What to work on
Return, from the data below, each line that contains the word "yellow".

= = = =

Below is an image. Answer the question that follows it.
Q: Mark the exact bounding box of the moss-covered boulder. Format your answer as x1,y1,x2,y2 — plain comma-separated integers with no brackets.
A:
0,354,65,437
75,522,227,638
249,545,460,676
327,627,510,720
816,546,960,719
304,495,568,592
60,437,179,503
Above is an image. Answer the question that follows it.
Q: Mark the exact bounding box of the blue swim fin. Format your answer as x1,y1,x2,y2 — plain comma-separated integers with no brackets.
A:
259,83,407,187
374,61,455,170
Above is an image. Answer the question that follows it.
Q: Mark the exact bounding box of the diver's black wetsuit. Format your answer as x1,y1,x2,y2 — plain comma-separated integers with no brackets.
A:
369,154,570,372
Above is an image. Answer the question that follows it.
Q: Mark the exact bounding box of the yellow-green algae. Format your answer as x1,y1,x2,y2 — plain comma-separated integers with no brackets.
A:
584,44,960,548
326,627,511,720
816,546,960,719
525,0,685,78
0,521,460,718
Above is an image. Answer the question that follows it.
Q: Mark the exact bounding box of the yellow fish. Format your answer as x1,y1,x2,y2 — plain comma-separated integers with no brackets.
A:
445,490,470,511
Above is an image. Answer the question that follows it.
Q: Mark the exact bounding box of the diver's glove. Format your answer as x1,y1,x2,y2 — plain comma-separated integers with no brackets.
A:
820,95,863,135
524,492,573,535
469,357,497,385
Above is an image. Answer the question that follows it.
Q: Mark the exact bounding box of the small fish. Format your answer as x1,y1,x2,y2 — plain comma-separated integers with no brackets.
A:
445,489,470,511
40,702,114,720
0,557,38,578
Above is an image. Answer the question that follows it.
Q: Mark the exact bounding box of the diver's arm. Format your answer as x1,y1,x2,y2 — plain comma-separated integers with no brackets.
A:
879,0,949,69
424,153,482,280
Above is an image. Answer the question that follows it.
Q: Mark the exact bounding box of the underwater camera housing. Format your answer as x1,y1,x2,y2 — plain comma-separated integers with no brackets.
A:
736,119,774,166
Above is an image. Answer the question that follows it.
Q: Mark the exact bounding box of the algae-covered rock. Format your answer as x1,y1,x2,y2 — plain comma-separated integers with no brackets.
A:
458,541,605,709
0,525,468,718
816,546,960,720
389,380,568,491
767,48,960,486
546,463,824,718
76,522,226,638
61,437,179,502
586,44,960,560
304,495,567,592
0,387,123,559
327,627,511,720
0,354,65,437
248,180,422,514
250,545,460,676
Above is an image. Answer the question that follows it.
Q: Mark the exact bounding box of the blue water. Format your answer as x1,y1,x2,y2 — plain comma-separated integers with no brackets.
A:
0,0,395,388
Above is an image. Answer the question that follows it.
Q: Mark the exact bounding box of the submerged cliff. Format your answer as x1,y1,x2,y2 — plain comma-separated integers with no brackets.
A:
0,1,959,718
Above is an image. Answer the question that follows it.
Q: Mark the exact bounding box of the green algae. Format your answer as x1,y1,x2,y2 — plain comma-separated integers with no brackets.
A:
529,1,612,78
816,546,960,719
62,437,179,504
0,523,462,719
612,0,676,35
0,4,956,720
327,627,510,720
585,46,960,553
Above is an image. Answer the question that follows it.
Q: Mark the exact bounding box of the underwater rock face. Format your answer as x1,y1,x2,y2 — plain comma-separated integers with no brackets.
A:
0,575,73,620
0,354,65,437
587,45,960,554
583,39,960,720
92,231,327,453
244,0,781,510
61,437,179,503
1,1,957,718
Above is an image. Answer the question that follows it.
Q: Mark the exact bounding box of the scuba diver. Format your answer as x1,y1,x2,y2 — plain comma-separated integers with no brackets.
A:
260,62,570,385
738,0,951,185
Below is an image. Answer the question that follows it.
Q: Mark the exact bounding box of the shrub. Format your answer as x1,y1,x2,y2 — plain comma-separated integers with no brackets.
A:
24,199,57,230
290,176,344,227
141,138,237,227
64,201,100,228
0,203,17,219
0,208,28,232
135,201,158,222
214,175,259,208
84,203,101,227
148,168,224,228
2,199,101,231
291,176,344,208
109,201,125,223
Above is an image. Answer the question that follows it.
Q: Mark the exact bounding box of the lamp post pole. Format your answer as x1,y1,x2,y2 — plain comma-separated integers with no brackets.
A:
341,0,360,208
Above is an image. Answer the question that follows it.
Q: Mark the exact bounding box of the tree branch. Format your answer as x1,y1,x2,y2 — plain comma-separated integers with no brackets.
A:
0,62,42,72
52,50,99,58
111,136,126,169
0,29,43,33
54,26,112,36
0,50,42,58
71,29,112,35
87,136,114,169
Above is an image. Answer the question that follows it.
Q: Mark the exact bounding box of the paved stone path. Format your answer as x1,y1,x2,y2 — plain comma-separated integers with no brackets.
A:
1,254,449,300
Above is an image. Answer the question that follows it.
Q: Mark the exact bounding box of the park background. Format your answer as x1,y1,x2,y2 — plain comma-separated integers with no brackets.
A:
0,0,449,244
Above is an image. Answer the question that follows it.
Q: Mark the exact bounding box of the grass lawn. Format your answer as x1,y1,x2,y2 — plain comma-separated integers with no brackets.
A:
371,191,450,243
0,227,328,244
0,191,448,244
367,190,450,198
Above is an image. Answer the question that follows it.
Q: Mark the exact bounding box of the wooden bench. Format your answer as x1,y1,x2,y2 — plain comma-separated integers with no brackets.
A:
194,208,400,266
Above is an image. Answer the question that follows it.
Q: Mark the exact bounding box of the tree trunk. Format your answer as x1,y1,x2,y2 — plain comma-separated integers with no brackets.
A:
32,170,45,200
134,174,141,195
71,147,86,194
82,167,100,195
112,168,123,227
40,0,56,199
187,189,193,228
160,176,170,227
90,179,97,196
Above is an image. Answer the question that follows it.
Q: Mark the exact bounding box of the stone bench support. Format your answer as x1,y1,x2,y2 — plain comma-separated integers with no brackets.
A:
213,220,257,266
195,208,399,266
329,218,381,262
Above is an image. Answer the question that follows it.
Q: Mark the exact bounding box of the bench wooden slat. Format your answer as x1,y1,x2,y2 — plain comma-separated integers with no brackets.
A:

= = = =

Task answer
Q: Mark the exact bounding box of the yellow-green algae. Format your answer as x1,y1,x2,y2 — plain comma-separated integers with no brackets.
Q: Mark the exact bounding box of the yellow fish. Format your answer as x1,y1,x2,y2 — plain comma-separated integers with no brackets.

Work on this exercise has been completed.